*Your goal:* Starting at the line that holds "Detect every flooded" and stopping at the line that holds "Detect every water", restate the records below word for word, with both of those lines included.

*Input data:*
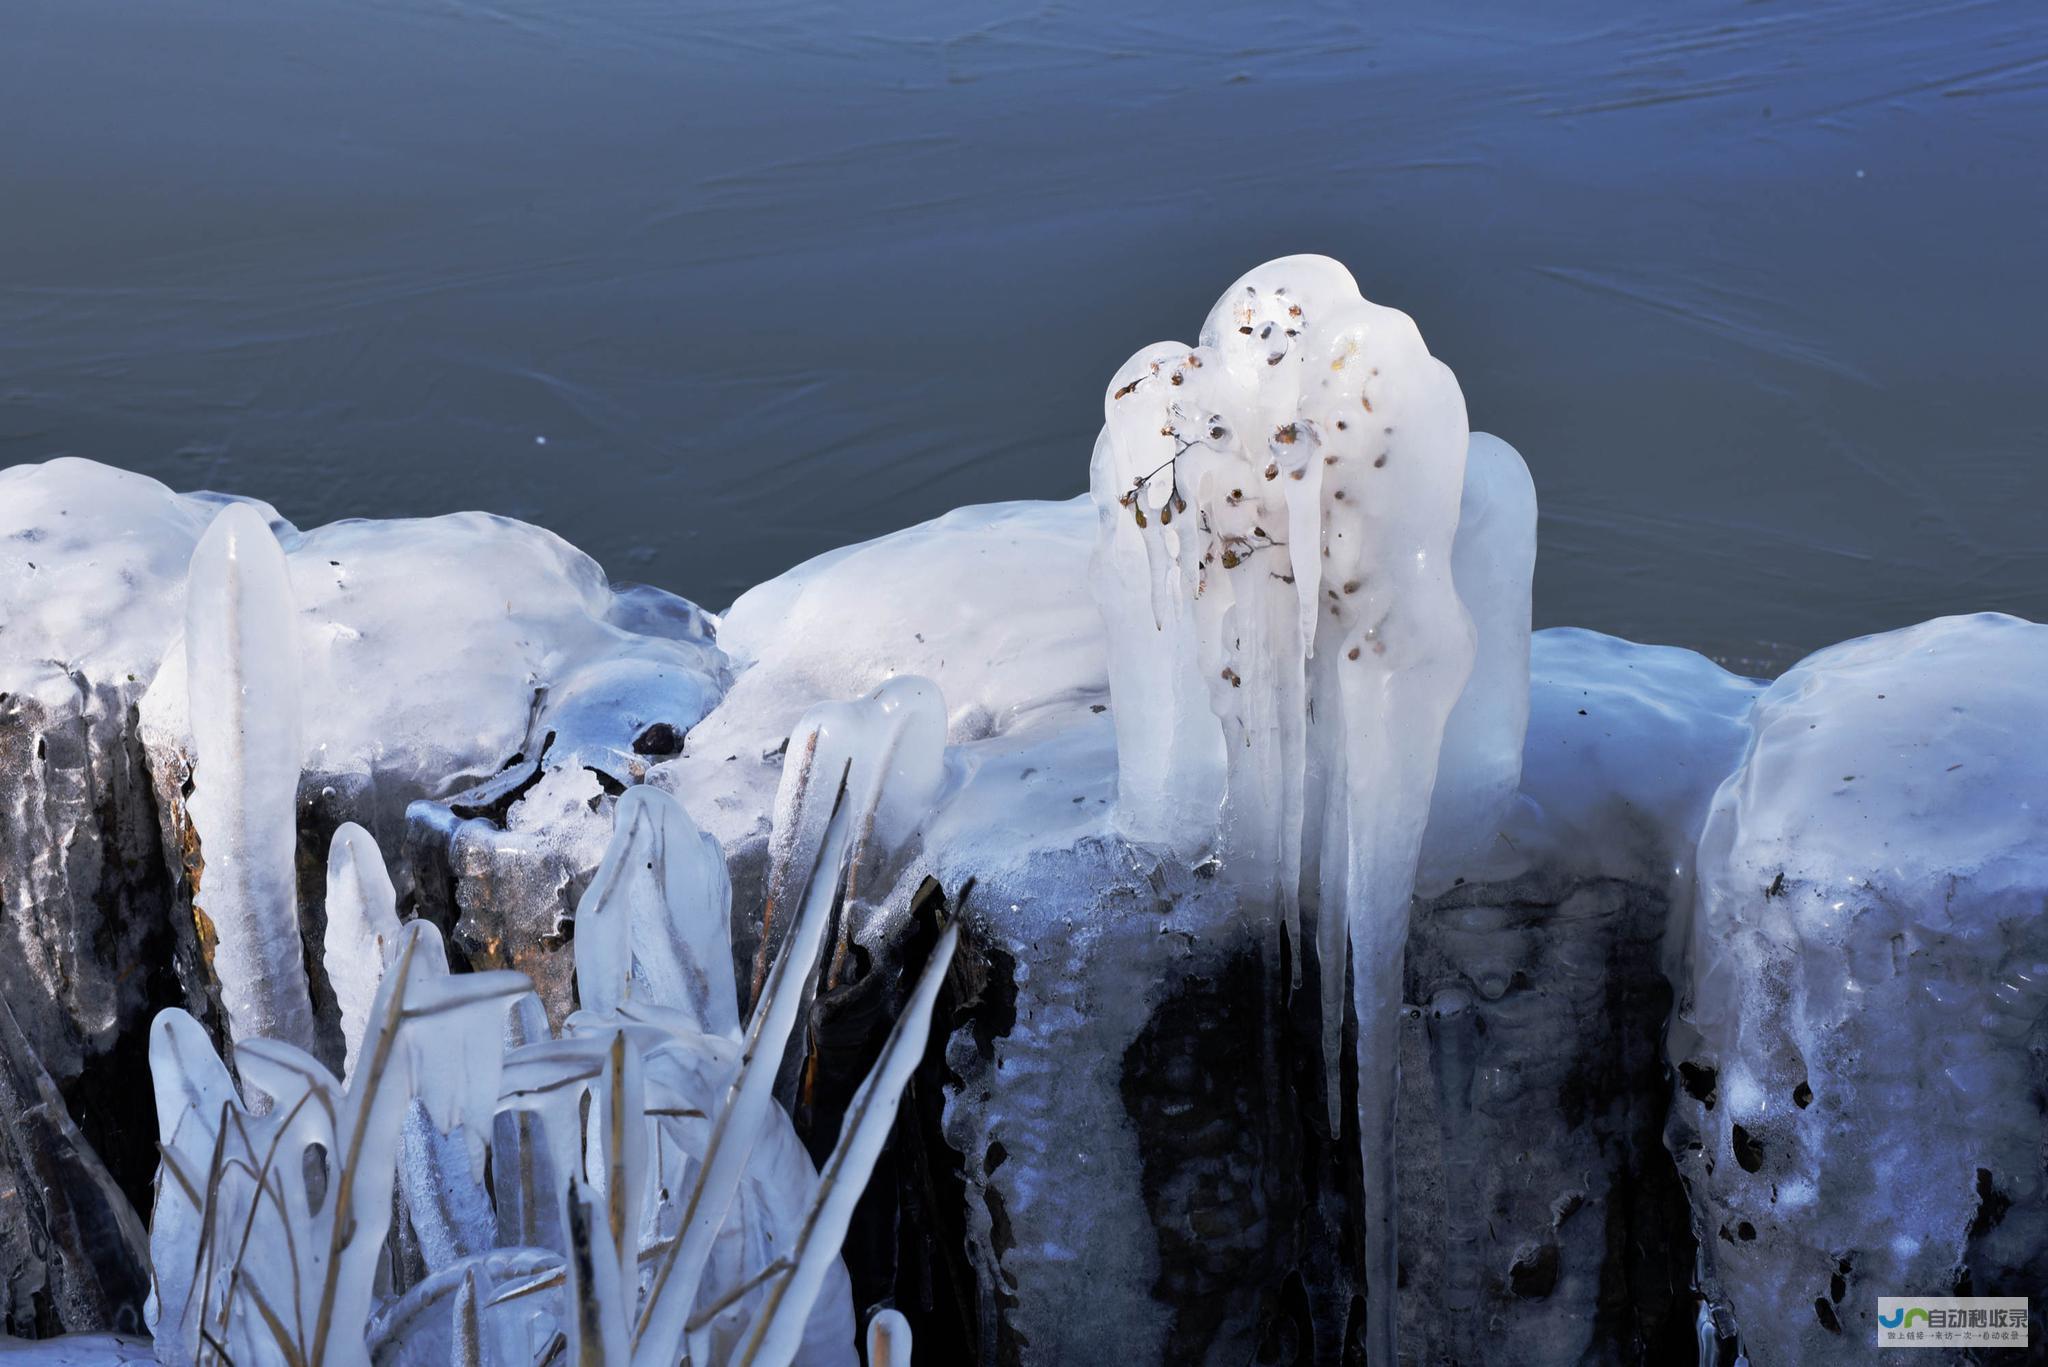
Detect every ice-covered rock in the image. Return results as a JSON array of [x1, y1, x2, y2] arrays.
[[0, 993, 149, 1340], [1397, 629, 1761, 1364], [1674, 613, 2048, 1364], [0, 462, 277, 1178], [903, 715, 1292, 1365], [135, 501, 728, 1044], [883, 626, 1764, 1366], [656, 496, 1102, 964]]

* * *

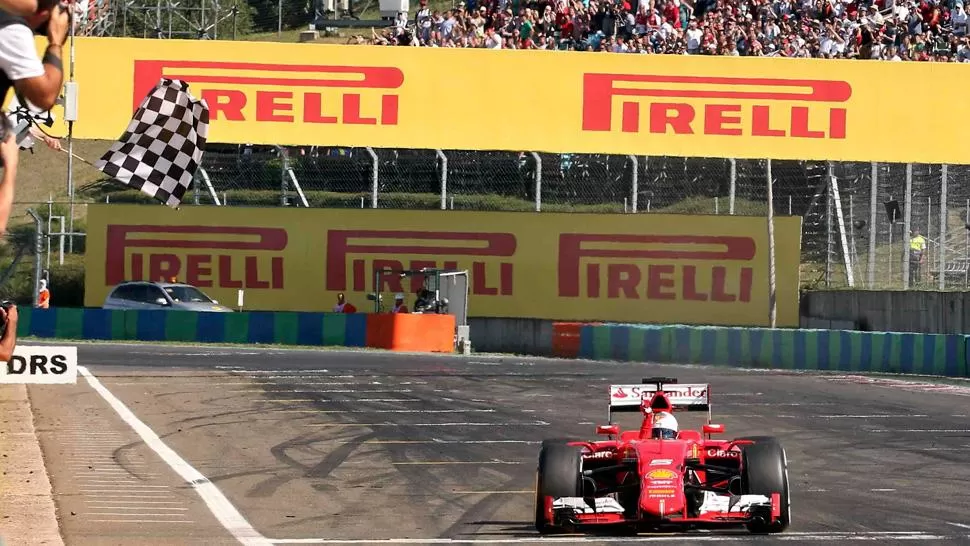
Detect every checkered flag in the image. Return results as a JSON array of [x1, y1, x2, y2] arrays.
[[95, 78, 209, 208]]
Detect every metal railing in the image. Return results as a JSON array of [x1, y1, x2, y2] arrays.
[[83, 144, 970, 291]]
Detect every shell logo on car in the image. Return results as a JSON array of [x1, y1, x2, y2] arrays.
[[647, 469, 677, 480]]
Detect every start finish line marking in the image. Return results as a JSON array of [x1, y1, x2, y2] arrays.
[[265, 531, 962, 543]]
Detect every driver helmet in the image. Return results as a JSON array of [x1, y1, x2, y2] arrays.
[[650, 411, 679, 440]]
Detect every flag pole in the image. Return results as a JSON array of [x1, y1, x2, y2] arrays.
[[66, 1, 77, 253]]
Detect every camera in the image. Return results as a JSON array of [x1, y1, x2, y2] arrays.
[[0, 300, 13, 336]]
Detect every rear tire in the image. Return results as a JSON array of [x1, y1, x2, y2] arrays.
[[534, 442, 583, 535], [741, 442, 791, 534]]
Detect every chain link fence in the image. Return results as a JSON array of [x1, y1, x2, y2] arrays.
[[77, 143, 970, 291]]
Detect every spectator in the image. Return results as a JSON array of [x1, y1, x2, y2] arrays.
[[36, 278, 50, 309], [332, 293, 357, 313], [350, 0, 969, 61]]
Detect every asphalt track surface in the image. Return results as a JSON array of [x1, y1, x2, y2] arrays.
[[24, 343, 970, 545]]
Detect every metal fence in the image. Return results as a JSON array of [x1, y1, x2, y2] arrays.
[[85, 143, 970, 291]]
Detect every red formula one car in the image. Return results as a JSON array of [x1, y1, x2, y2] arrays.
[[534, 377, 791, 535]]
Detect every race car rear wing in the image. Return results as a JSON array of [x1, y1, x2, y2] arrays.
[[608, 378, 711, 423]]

...

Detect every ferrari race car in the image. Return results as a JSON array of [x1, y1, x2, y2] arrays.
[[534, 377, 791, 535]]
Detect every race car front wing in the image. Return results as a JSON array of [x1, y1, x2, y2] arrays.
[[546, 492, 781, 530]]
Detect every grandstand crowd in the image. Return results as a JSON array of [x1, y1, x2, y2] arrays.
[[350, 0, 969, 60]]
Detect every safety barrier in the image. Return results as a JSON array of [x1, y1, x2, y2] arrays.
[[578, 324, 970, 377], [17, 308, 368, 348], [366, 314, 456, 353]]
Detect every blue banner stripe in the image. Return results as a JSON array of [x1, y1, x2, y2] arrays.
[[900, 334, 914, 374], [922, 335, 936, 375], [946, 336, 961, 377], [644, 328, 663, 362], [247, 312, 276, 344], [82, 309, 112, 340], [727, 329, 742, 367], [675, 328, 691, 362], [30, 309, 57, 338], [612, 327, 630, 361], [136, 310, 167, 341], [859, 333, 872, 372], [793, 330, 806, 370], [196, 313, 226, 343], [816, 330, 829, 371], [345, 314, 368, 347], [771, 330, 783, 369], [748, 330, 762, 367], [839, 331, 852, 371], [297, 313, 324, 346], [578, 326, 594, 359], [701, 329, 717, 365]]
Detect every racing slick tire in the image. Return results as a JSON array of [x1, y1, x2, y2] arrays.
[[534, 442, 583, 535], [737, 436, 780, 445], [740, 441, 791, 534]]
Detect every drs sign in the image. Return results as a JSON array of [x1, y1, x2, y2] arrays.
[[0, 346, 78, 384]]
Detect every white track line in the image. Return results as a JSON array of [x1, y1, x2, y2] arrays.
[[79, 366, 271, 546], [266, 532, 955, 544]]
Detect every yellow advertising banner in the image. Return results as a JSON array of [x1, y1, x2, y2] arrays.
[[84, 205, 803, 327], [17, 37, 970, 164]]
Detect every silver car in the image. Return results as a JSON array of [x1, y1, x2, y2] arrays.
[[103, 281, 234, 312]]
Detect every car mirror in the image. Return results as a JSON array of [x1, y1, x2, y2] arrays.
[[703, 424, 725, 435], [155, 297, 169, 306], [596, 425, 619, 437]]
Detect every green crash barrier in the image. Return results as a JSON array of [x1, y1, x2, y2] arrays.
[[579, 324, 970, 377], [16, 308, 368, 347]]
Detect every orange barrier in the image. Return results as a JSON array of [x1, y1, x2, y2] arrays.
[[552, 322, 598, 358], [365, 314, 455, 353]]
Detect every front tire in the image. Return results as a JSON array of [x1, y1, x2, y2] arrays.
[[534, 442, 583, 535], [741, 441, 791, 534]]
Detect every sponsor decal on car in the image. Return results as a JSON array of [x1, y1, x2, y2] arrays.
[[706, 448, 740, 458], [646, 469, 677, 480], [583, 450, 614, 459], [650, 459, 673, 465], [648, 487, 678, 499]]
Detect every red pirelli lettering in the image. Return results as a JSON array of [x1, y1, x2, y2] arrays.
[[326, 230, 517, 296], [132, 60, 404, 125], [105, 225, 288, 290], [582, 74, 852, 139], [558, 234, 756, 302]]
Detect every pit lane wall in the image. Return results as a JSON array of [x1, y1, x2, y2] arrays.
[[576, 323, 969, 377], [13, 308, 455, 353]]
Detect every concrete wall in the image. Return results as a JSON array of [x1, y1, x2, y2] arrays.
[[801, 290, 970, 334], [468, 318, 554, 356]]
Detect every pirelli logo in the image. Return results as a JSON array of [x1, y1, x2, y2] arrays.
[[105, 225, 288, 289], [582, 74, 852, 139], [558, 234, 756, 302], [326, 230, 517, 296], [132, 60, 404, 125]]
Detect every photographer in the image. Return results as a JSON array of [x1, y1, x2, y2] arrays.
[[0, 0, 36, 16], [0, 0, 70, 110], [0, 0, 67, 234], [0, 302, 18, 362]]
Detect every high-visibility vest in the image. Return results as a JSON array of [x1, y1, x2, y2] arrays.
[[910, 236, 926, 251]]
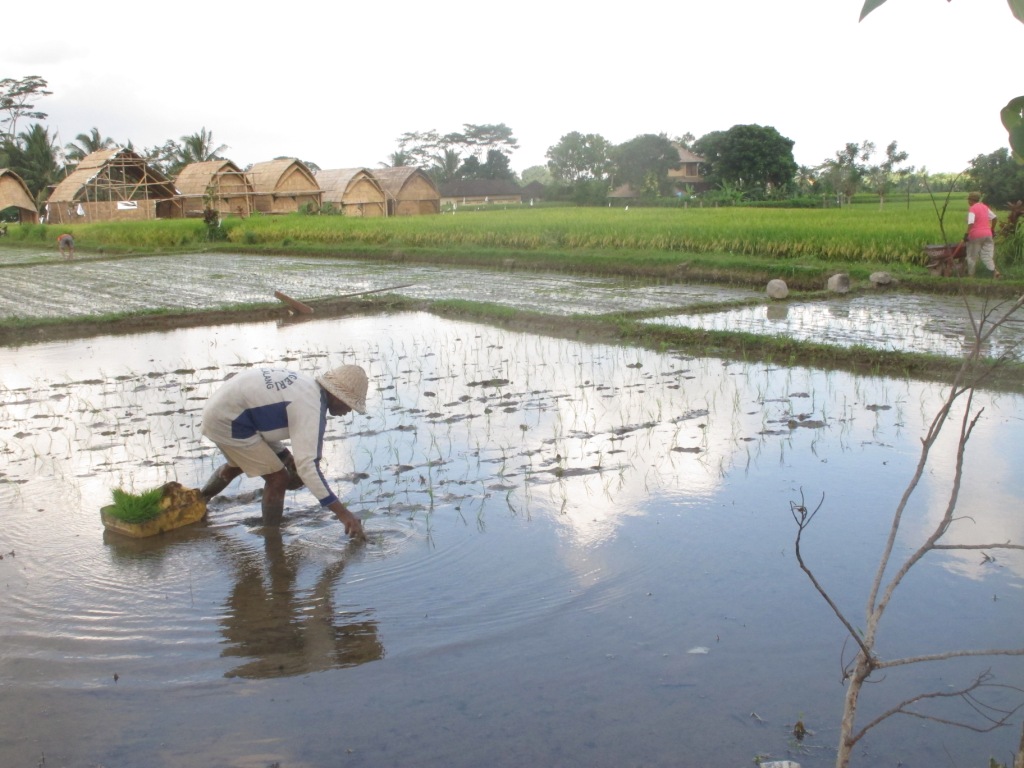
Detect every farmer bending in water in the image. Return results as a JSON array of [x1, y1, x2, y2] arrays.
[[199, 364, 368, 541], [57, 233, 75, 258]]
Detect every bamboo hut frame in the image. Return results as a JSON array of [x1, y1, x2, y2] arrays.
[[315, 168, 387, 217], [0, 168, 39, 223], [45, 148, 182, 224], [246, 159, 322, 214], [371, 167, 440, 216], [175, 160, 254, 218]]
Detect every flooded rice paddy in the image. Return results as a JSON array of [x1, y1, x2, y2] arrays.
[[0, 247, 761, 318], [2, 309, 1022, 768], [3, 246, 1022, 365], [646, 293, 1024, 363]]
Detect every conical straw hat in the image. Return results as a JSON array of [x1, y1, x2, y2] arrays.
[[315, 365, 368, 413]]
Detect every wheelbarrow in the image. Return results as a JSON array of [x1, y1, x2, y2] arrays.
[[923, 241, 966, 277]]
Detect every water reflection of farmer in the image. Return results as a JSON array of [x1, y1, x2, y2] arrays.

*Response below:*
Detect every flooded rice paddy in the image. Return results as a JSON array of [x1, y1, x2, y2] arrays.
[[0, 247, 761, 318], [2, 309, 1022, 768], [3, 246, 1022, 365], [646, 293, 1024, 363]]
Detect every conical straw hat in the image. Return results as a JSON array of [x1, y1, x2, y2] arrays.
[[315, 365, 368, 413]]
Detect every wheelbarrow in the image. Return results as a JSON array of [x1, y1, x2, y2] arrays.
[[923, 241, 966, 277]]
Detect every water reflection of farmer in the image. Return results as a JSON array of [x1, y1, x2, y2] arrays.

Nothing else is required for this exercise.